Description of the task
Locate all lines in the data below that hold "clicks" and show them.

** Opening Data block **

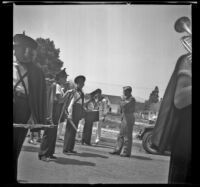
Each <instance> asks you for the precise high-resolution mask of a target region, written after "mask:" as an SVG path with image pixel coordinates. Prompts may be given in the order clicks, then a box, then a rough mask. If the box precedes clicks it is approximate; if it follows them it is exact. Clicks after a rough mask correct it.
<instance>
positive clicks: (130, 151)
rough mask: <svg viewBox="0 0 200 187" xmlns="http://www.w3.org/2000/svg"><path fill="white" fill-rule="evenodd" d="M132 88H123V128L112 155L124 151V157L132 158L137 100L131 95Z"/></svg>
mask: <svg viewBox="0 0 200 187" xmlns="http://www.w3.org/2000/svg"><path fill="white" fill-rule="evenodd" d="M131 92H132V88H131V87H130V86H126V87H123V97H122V101H121V103H120V109H121V117H122V119H121V128H120V132H119V135H118V138H117V143H116V147H115V149H114V151H113V152H110V154H115V155H120V153H121V151H122V149H123V151H122V154H121V155H120V156H122V157H130V156H131V149H132V133H133V126H134V123H135V118H134V112H135V98H134V97H133V96H132V94H131Z"/></svg>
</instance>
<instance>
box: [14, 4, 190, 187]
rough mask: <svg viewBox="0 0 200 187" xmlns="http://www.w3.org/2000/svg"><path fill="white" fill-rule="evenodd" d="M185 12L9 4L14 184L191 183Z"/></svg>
mask: <svg viewBox="0 0 200 187" xmlns="http://www.w3.org/2000/svg"><path fill="white" fill-rule="evenodd" d="M191 14H192V5H191V4H131V3H124V4H123V3H119V4H118V3H117V2H116V3H112V4H109V3H104V4H103V3H92V2H90V3H88V4H87V3H77V4H76V3H74V4H73V3H71V4H70V3H63V4H56V3H54V4H53V3H52V4H48V3H46V4H45V3H44V4H32V5H31V4H17V3H16V4H15V3H13V39H12V40H13V160H14V162H13V164H14V171H13V172H14V174H15V179H16V183H25V184H29V183H35V184H38V183H39V184H192V175H191V147H192V146H191V138H192V132H191V128H192V127H191V126H192V120H191V119H192V117H191V115H192V109H191V108H192V91H191V90H192V71H191V69H192V68H191V67H192V15H191Z"/></svg>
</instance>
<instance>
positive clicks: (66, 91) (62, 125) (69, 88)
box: [57, 81, 70, 140]
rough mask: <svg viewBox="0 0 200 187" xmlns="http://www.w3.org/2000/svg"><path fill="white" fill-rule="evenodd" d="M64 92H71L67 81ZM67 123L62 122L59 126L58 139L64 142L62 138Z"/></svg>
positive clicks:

** Closing Data block **

Task answer
Each <instance> asks you for the precise high-resolution mask of a target region, written after "mask:" as an SVG path with image pixel coordinates. Prompts may be given in the order clicks, then a box, then a rough mask. If the box precedes clicks it is approximate; if it follows them it is exact. Clicks after a rough mask correct it.
positive clicks: (130, 151)
positive clicks: (66, 91) (62, 125) (69, 88)
positive clicks:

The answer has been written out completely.